**Challenge 1**
Print the thread on typing currency values from "Unless you mean" up to and including "a constant value.".
**Challenge 2**
In two sentences, summarize the thread on typing currency values.
**Challenge 3**
Pick up the thread on typing currency values after its final sentence and continue it.

**Supplied passage**
2009-08-16 Thread jeff p
Hello,

To let the type checker do some work for you, without getting all the
way into the territory of the dimensional package, you can use
newtypes and a Units class with methods for wrapping and unwrapping
Doubles; we use this approach at work and find it strikes a nice
balance between useful (static typechecking) and usable (unobtrusive
to introduce to existing codebase). Just as in your code, conversions
are written explicitly by us and can change when needed (with a
recompile), or can require an IO action to make use of changing data.

-Jeff

On Sun, Aug 16, 2009 at 9:55 AM, Max Cantormxcan...@gmail.com wrote:
 @Jason I'm not sure what you mean about exposing the type information.
  Unless you mean that each currency would be a separate type somehow. While
 this is a similar problem to the dimensional issue, the problem is that the
 FX rates are changing all the time.  While the conversion between a meter
 and a foot is always constant, with FX rates thats not the case.  So 2ft +
 3m is always a well defined value but something like USD 1 + JPY 1 gives a
 function of the USDJPY exchange rate, not a constant value.

 @ Antoine I'll add some comments.  you're right that doubles are not
 typically used nor would they be in a finished product.  for the time being,
 however, I dont know if its better to use Ratio's, Fixed's or what, so just
 settled on the most straightforward for now.

Position identification records
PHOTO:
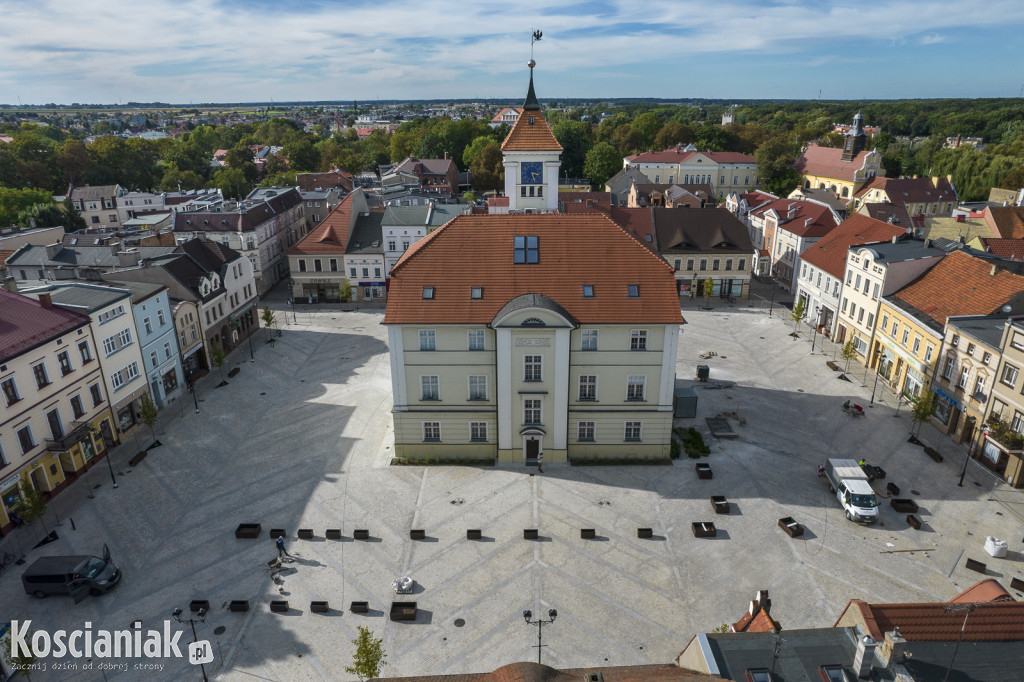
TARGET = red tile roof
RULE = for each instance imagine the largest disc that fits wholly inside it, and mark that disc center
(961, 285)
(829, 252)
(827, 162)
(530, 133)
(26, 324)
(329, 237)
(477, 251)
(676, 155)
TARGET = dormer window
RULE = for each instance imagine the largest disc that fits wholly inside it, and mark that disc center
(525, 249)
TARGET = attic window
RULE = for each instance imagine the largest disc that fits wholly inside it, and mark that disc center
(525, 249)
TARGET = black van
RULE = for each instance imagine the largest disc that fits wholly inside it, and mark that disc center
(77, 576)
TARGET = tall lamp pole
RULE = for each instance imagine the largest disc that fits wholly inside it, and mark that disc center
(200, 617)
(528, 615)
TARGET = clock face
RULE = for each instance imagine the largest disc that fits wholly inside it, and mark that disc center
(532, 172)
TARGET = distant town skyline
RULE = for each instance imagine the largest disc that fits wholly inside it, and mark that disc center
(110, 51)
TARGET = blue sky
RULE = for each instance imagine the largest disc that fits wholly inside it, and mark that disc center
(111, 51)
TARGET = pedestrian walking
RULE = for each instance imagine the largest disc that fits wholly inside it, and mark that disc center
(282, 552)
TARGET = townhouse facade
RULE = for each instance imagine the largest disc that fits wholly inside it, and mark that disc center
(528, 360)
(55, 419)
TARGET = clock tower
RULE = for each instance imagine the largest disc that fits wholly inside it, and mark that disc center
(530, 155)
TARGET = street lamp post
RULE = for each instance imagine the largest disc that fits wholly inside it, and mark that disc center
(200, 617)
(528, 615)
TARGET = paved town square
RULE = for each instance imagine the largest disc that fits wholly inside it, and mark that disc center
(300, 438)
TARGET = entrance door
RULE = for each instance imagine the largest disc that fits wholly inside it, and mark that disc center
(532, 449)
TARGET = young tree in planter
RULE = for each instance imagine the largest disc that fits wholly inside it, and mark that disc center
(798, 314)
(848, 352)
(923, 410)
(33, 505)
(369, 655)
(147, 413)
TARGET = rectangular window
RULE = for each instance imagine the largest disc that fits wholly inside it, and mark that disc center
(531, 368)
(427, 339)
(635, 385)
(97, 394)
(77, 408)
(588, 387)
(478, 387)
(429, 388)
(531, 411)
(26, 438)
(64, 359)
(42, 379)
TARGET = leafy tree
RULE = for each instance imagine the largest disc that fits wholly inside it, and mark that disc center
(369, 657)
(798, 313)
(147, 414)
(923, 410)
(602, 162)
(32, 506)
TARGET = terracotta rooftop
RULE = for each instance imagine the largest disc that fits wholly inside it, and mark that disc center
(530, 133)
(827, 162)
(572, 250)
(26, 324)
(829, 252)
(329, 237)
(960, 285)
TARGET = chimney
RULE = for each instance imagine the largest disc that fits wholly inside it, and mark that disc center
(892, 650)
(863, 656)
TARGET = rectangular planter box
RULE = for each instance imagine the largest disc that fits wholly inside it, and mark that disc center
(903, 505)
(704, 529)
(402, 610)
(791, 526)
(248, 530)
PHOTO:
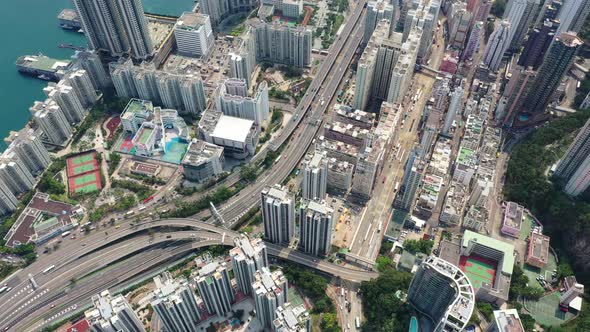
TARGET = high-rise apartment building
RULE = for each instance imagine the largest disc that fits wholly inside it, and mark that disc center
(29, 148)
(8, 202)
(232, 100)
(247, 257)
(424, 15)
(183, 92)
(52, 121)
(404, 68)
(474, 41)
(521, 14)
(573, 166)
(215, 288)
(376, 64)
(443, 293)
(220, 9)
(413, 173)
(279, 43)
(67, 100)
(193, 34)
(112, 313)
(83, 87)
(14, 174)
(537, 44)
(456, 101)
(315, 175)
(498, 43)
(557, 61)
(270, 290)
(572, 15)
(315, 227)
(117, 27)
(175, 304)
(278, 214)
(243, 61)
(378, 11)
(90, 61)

---

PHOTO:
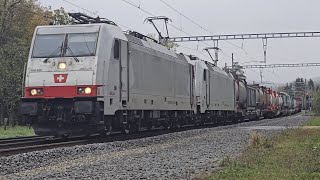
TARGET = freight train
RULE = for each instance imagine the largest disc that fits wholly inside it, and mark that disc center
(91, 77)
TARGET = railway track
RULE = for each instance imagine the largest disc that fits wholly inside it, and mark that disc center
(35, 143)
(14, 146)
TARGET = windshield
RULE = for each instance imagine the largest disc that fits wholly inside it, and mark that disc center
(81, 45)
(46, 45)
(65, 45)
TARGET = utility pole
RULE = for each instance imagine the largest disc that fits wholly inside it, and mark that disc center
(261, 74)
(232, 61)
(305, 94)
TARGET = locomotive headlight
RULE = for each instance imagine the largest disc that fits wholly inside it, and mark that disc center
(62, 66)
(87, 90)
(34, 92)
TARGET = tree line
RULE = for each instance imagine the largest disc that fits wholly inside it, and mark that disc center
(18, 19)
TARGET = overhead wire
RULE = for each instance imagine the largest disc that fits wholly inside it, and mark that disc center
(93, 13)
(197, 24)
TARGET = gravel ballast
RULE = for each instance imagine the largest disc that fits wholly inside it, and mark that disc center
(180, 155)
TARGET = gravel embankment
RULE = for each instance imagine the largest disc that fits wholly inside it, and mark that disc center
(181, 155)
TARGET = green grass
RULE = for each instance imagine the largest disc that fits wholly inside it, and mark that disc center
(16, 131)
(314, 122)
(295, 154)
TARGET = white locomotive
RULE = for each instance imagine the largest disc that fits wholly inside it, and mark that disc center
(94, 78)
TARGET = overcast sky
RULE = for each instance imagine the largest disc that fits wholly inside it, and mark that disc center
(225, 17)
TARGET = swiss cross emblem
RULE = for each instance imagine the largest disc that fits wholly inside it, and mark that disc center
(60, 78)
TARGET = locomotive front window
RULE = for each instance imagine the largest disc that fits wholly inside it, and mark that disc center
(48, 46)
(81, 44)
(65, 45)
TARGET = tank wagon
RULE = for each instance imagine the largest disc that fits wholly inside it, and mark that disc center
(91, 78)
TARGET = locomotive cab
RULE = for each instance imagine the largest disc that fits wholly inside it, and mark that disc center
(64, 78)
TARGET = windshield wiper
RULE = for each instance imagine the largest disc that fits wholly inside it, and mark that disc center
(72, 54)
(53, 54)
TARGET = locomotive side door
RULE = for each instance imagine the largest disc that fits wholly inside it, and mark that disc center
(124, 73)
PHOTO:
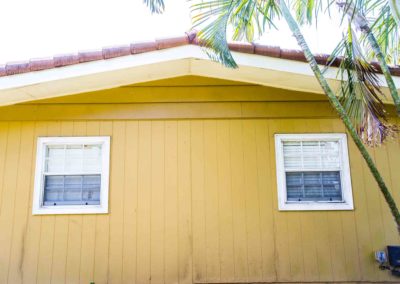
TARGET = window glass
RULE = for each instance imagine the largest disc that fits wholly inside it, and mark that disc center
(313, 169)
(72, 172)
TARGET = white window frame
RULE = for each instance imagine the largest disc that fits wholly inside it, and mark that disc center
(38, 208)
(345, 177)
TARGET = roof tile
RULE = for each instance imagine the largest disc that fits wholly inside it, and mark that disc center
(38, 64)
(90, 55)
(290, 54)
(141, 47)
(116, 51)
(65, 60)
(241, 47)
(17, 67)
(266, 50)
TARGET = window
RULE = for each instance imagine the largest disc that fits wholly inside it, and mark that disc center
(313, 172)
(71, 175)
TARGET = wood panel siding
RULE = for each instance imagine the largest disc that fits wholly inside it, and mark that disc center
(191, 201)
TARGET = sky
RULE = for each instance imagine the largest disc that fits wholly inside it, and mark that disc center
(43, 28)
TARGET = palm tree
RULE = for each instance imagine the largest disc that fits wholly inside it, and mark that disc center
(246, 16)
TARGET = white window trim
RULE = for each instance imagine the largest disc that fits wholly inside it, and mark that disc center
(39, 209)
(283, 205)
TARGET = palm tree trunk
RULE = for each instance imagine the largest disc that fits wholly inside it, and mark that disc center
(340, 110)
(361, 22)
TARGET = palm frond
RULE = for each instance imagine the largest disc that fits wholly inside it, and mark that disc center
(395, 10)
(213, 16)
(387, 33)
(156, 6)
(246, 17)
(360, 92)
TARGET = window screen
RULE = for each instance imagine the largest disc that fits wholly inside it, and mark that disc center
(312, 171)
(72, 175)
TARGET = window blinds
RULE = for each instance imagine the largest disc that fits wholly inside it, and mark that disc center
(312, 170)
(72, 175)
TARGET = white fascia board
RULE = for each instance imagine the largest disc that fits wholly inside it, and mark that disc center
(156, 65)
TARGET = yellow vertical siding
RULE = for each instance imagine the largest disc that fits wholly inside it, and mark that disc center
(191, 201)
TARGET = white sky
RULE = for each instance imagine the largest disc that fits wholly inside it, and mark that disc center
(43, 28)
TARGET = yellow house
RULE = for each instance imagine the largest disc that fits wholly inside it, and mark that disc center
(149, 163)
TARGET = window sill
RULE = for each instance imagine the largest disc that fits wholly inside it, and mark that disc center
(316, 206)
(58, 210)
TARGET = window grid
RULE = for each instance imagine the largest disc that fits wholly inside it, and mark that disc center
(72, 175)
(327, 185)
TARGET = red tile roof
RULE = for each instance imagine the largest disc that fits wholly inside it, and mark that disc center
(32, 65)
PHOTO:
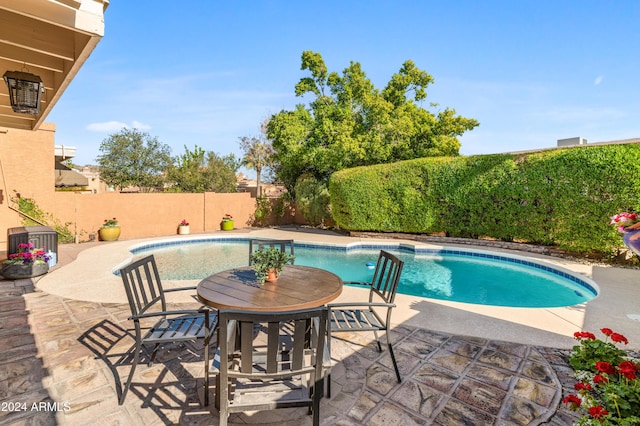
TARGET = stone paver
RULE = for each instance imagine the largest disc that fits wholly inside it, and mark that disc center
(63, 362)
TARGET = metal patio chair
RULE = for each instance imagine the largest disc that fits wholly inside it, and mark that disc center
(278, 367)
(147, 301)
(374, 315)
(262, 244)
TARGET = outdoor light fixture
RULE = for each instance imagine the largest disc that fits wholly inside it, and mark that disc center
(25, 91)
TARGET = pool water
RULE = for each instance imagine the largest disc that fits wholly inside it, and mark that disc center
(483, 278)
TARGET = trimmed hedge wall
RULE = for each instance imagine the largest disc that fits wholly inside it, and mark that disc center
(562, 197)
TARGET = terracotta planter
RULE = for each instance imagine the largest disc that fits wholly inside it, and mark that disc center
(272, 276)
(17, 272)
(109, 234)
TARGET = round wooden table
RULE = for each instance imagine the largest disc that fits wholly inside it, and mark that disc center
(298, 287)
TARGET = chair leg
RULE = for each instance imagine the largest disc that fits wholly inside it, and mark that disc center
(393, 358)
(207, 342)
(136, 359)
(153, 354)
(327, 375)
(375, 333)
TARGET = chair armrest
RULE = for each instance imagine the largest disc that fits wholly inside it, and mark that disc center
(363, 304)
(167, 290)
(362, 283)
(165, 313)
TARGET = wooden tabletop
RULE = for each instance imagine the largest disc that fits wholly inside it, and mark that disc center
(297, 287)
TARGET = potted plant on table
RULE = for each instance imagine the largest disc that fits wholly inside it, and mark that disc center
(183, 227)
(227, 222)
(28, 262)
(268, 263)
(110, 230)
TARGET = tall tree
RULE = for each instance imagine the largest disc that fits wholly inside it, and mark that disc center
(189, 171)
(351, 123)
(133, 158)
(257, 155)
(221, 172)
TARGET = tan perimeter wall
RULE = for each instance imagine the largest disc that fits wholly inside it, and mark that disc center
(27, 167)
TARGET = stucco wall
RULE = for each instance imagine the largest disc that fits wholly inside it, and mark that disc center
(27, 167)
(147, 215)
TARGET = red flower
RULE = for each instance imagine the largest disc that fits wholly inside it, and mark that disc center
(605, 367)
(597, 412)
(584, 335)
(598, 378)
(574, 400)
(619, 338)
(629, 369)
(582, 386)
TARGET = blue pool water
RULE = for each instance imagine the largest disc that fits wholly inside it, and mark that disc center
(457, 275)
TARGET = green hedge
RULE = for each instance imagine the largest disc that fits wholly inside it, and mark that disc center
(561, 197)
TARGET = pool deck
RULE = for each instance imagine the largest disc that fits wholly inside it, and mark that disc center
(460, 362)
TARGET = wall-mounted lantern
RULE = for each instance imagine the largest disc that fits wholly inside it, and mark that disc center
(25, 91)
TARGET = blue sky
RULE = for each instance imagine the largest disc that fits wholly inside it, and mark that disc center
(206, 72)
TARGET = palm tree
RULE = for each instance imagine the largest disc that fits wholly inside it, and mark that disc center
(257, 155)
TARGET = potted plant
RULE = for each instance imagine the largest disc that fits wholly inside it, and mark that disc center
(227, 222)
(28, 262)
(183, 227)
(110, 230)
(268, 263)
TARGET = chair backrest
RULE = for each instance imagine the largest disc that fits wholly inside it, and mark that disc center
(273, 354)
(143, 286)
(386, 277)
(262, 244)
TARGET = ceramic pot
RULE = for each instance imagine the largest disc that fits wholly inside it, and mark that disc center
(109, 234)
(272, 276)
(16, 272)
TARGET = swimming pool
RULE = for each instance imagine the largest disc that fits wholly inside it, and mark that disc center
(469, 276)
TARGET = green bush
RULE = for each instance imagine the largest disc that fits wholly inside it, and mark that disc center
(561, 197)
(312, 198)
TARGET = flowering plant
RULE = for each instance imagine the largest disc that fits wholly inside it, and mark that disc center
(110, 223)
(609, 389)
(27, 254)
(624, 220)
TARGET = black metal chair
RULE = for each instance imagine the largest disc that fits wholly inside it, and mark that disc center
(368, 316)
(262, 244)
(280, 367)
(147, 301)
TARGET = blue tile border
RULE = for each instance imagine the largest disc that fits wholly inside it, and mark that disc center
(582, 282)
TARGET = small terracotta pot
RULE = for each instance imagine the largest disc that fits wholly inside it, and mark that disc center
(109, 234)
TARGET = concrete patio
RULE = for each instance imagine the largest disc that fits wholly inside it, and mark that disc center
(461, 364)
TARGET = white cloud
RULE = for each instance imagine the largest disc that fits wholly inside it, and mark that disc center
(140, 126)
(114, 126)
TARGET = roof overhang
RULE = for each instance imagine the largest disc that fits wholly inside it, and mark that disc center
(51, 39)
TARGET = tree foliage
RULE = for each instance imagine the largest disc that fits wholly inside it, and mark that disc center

---

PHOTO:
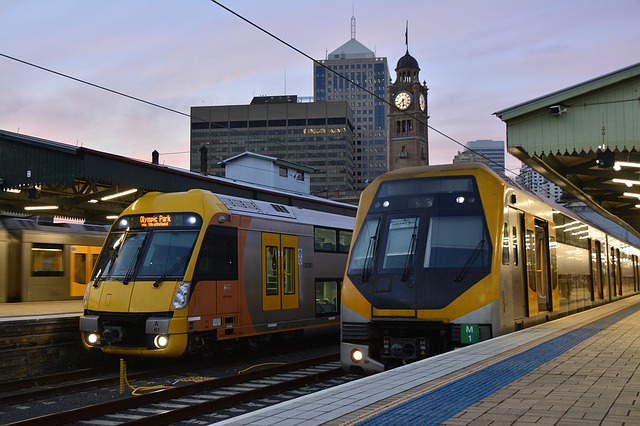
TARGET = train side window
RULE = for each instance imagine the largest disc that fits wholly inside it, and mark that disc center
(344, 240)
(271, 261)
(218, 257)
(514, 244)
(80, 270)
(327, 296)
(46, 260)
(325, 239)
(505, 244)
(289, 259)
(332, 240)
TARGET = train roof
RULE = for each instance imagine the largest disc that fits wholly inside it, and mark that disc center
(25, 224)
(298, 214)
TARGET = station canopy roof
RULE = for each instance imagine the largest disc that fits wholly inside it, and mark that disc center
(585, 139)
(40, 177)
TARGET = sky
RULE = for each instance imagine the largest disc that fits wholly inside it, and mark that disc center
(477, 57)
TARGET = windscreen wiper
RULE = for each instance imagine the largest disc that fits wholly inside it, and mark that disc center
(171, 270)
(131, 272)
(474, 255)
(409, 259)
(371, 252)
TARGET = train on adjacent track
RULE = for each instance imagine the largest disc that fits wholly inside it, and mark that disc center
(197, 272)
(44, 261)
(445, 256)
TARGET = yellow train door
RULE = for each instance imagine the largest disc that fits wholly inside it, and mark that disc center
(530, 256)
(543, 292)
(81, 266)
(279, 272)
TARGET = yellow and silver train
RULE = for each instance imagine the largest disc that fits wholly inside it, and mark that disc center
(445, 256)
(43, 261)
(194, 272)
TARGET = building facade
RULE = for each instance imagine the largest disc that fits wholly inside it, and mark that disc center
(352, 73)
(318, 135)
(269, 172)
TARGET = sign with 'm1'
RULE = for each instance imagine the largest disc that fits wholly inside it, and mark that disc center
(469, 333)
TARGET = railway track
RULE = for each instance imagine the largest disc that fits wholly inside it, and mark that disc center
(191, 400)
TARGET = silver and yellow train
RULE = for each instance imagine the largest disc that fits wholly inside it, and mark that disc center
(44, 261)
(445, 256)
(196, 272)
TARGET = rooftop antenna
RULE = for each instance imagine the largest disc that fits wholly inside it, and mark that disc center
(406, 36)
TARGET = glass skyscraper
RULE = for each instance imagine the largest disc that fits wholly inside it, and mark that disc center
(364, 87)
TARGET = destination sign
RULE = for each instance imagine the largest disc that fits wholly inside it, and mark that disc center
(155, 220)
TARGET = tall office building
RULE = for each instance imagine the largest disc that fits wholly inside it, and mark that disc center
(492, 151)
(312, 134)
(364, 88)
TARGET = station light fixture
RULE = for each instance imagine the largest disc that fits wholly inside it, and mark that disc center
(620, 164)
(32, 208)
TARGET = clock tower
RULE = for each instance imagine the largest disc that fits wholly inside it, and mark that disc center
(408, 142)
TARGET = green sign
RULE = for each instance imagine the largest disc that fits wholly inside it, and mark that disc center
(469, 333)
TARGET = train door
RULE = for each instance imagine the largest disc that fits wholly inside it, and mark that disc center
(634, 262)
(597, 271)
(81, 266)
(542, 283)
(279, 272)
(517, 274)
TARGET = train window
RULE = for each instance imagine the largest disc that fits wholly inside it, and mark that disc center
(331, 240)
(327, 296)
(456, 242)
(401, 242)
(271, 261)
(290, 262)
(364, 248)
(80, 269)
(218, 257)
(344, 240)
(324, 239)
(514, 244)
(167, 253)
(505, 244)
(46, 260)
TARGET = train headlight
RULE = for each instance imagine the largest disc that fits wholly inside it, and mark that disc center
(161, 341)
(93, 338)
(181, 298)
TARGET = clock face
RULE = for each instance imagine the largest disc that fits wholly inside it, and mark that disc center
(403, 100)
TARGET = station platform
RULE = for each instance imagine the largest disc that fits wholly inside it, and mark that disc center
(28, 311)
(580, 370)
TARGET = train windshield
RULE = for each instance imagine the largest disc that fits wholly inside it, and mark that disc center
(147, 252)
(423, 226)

**Task output 1**
Unless you mean that each currency would be a separate type somehow. While
 this is a similar problem to the dimensional issue, the problem is that the
 FX rates are changing all the time.  While the conversion between a meter
 and a foot is always constant, with FX rates thats not the case.  So 2ft +
 3m is always a well defined value but something like USD 1 + JPY 1 gives a
 function of the USDJPY exchange rate, not a constant value.

**Task output 2**
Jeff recommends newtypes and a Units class with methods that wrap and unwrap Doubles, an approach that gives static typechecking, is easy to introduce into an existing codebase, and keeps conversions explicit. In the quoted message, Max Cantor explains that currency differs from physical units because FX rates change all the time, so a sum such as USD 1 + JPY 1 depends on the USDJPY rate, and says doubles were chosen only as the most straightforward option for now.

**Task output 3**
 On Aug 16, 2009, at 1:26 AM, Jason Dagit wrote:



 On Sat, Aug 15, 2009 at 5:15 AM, Max Cantor mxcan...@gmail.com wrote:
 Hi all,

 I'm putting together some simple tools to do safe calculations on
 different currencies.  For instance, making sure that you dont add something
 like 5 USD + 10 JPY without doing a proper conversion.

 I've put up some code on google code which probably explains what I'm
 trying to do more succinctly than this email.  I'm curious what poeple think
 about the library, its the first haskell code I've written for the purpose
 of sharing and I intend to add it to hackage once I finalize the interface a
 bit more.

 The code is at: http://bit.ly/1Cjjlj

 I'm very open to suggestions on improving the interface.  RIght now its
 very simple and straightforward but potentially limited.

 Right now it looks like you have taken the approach of embedded domain
 specific language.  You have not exposed the currency units to the type
 system.  Therefore you rely on the rules of your embedded language to do
 proper conversions.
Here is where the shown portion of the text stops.